[Dataset rows on where objects appear]
________________________

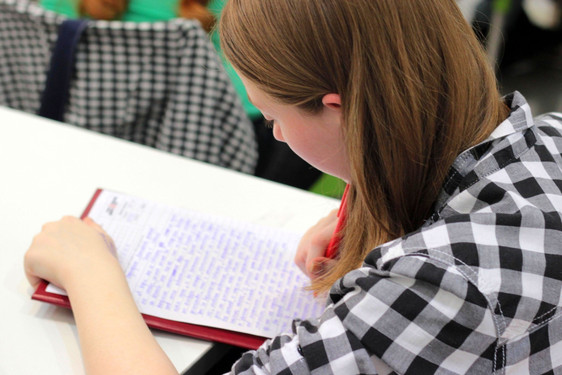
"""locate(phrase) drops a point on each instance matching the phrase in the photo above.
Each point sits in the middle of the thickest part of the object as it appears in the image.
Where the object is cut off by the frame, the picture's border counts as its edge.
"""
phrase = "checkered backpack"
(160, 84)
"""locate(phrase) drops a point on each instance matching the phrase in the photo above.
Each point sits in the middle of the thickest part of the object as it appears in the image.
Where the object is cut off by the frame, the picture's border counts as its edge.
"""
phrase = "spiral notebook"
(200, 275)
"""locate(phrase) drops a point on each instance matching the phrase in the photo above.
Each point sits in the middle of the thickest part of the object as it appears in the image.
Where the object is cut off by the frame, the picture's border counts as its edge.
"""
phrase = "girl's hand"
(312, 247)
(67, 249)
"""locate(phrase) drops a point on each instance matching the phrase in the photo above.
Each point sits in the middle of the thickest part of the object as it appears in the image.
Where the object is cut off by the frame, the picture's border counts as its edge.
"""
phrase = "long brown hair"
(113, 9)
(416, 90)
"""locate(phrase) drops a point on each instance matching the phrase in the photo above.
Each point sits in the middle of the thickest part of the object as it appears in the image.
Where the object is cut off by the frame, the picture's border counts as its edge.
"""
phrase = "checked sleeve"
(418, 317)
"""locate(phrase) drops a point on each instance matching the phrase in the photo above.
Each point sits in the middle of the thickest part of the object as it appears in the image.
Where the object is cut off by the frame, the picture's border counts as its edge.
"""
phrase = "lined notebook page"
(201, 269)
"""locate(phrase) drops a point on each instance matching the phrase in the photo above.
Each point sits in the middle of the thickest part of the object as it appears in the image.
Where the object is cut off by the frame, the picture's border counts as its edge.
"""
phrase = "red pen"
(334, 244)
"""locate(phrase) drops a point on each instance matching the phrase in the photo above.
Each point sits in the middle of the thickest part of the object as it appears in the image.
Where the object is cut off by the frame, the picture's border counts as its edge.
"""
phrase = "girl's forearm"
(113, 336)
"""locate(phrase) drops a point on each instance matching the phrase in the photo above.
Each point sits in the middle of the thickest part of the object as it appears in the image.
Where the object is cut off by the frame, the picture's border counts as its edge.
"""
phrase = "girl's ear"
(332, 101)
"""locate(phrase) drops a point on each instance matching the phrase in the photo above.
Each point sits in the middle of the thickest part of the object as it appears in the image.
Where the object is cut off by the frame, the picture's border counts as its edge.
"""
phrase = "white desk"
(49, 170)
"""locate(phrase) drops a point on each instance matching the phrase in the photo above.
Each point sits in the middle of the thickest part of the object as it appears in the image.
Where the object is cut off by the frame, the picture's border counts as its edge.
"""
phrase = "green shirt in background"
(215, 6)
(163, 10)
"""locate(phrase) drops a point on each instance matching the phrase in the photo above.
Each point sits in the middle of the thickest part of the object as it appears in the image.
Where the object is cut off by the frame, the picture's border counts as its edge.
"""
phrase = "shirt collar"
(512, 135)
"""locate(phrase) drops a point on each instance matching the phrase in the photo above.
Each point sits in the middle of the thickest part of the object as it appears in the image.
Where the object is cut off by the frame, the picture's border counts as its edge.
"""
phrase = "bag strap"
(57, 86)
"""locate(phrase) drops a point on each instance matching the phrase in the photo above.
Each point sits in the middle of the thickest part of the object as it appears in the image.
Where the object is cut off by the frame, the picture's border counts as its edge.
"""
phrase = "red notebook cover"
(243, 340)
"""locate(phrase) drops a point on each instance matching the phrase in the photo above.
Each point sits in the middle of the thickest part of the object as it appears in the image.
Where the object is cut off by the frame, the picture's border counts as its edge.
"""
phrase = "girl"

________________________

Please write out all of the material above without changing a word, and omit any pictures.

"""locate(phrase) drops a point on each instance matching the phrase in the photo above.
Each point sits in the middle of the thickest part of the object as it appears in the image.
Where the object is cut off by the frame, the picture's border counts as its edge.
"""
phrase = "checkered backpack"
(160, 84)
"""locate(phrase) drops a point on each instance matching the phrase in the photo above.
Each point sits in the middle of the thickest part of the object as it appears in the image.
Where the object is cut off by the frame, the picture's border counts as its edge.
"""
phrase = "spiral notebook"
(200, 275)
"""locate(phrase) drops a point on each instance matching the phrase in the photo above.
Each point sits in the middle of the thickest part of the object as it appears in the image.
Where the object is cut off by the frame, the picture's border counts as its edge.
"""
phrase = "girl's hand"
(312, 247)
(67, 249)
"""locate(phrase) drops a point on each instance matching the phrase in the photo above.
Each point sits in the middle of the thickest part of the object as it appears in the image.
Where the object is cut off by the frame, the picture's border counts as its edge.
"""
phrase = "long brown hair"
(113, 9)
(416, 90)
"""locate(phrase) drops a point on each instance matching the phrase in the photo above.
Each point sits in the middle of the thickest part of the object as it appears in the image.
Where the object is cut off by the frame, the picture's border counts as its edge.
"""
phrase = "checked sleeve"
(418, 317)
"""locate(phrase) drops a point on each instance matching the phrase in the photo above.
Each point sits in the middle of the thickest part of the object as it appears in the image.
Where the object is cut off by the frame, the picture's border counts as its edge.
"""
phrase = "lined notebook page"
(201, 269)
"""locate(phrase) drops a point on each instance matching the phrase in the photo above.
Each point sits in the middle of the thickest part of the object as it appears in the image.
Where the object is cut off by the frame, the picture's border counts as its edge.
"""
phrase = "red pen"
(334, 244)
"""locate(phrase) drops a point on each instance matching the phrase in the photo above.
Each point sits in the middle of the thickest part of the object as it appears in the image.
Where the object is cut off by the frame, the picture's border counts as its edge.
"""
phrase = "girl's forearm"
(113, 336)
"""locate(phrase) drops a point on each instance matching the phrase in the photo above.
Each point sits in the middle of the thickest part of the object as it appears in the image.
Where the object is cut off by the frame, the picture's border counts as its edge.
"""
phrase = "girl's ear"
(332, 101)
"""locate(phrase) drops a point on each instance matching the phrase in the photo above.
Each point sits in the middle of the thickest part of the object as it appears in the image.
Where the object is cut off by the frame, the picture's border counts as its edge.
"""
phrase = "white desk"
(49, 170)
"""locate(phrase) drops a point on each instance matching the phrase in the photo above.
Each point sits in the middle of the thickest part of the object as it appears in the image.
Where the object is cut off by the frame, the picture's border counts as its edge.
"""
phrase = "green shirt in background"
(215, 6)
(163, 10)
"""locate(phrase) drops a point on each instance matching the phrase in the photo above.
Each point sits in the middle of the thickest part of the object as it appears in the image.
Where the object is cut off by the frame, the picture's border counts as its edge.
"""
phrase = "shirt collar"
(512, 135)
"""locate(phrase) drops a point on each instance matching the phrase in the photo above.
Each point sits in the middle of the thickest part of the object as it appears in the image.
Where the object is cut off by the frame, the picture's border counts as its edge.
"""
phrase = "bag strap"
(57, 86)
"""locate(phrase) drops a point on each instance matching the phrase in the photo above.
Each point sits in the middle of the thickest part of the object as it appears in the image.
Where the object is cut off by the frame, the picture's border counts as its edge.
"""
phrase = "red notebook cover"
(243, 340)
"""locate(phrase) drops a point on each instance matching the phrase in the photo above.
Each point sits in the middle of the thickest part of the object as it appears in the image.
Where the object is cut off by the frame, the picture's border counts as its edge.
"""
phrase = "girl"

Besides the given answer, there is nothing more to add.